3. The Relationship is Not Over for Them and They Will Still Try to Win You Back

Another thing you need to be aware of is that the fact that your toxic ex is probably in a new relationship or has ghosted you without any closure doesn’t mean that they are gone forever. Your narcissistic ex will still try to win you back so that they can get their needs met even long after you’ve moved on from the relationship.

To them, you’re all pawns in their game of supplying their needs. That’s why you should always keep that door locked, as you’re the only one who can stop them from dragging you back into the cycle of abuse. They will even try to hoover you back even when you’ve clearly seen them in a new relationship, but whatever you do, do not let them back in.

They will exploit your weaknesses and strengths to win you back. You also need to be aware of the various hoovering techniques they can pull when they’re trying to lure you back into the relationship. You can read my previous article here on narcissist hoover tactics.

4. Emotional Rollercoaster & a Full Range of Negative Emotions

After leaving that relationship, you’ll experience a rollercoaster of emotions. You will feel sad, lonely, confused, or hopeless, and at times you will feel happy, calm, and excited. It will be a non-stop ride that will take you to depths of negative emotions.

It’s a normal experience and it will not be a smooth sailing for sure; sometimes you will feel overwhelmed, but you’ve got to soldier on. You might have expected the aftermath to be full of happiness and peace because of your newly-found freedom, but to your surprise, it’s even more painful than when you were in the relationship.

It’s good to know that those negative emotions may be more intense after leaving that toxic relationship than when you were in the relationship because you’re experiencing a new wave of negative emotions like loneliness, grief, fear of the unknown on top of the emotions you were suppressing while you were in that relationship.

It’s more of the floodgates of all those painful emotions have now been opened and they’re rocking your life. This is not to scare you, it’s just to educate you so that you can find better channels of processing those negative emotions so that you can finally heal.

· · · ·

Questions:
- a) According to the passage on leaving a toxic relationship, why may negative emotions feel more intense after the relationship ends than during it?
- b) Continue the passage on leaving a toxic relationship, starting after its last sentence.

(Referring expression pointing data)
· · · ·

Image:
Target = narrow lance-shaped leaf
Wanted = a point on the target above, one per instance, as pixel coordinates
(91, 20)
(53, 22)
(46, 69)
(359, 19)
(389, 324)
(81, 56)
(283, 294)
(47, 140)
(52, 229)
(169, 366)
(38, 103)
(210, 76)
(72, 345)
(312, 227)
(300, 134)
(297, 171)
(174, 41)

· · · ·

Answers per task:
- a) A new wave of emotions such as loneliness, grief, and fear of the unknown arrives on top of the emotions that were suppressed during the relationship.

- b)
5. You Will Want to Be Alone

Another thing that will happen after leaving a toxic relationship is you will want to distance yourself from everyone (your friends, family, or coworkers) or even from your interests/hobbies. You will just want to be left alone for a while and do your own things while you try to decompress and come to terms with what happened.

You will also be so scared of interacting with other people because you feel that no one is to be trusted and no one really understands what you’ve been through. Isolating yourself from others is also a great defense mechanism from the potential triggers that remind you of your toxic ex or from those people who ask constant questions of which you have no clear answers.

Yeah, everyone will want to run away from questions like, “What happened? You looked very happy together?” or “Are you sure you’re making the right decision?” So, isolating yourself does not make you a bad person; it’s a normal thing and it can even provide you with space for deep reflection.

6. Healing is a Journey

One last thing you’ve got to understand is that your healing journey will not be a straight path, and it will be full of meanders and detours. Some days will be much harder than others, but you’ve just got to pick yourself up and keep working towards that life you deserve.

Also, it isn’t really about the destination but rather those small noticeable improvements you make along the way that enhance the quality and bring meaning to your life. You will have to be patient and gentle with yourself; there’s no one-size-fits-all, and you can’t expect any magical improvement overnight.

The aftermath of a toxic relationship is a place where you may endure several months of pain and struggle without having an idea if you’re progressing or not. You will even think that you were better off in that relationship. But one thing that I want you to know is, it’s a journey worth taking.

Conclusion

Moving on after a toxic relationship is a huge task, but that shouldn’t mean that we stop and do nothing at all. In fact, there are only two paths to take after leaving a toxic relationship.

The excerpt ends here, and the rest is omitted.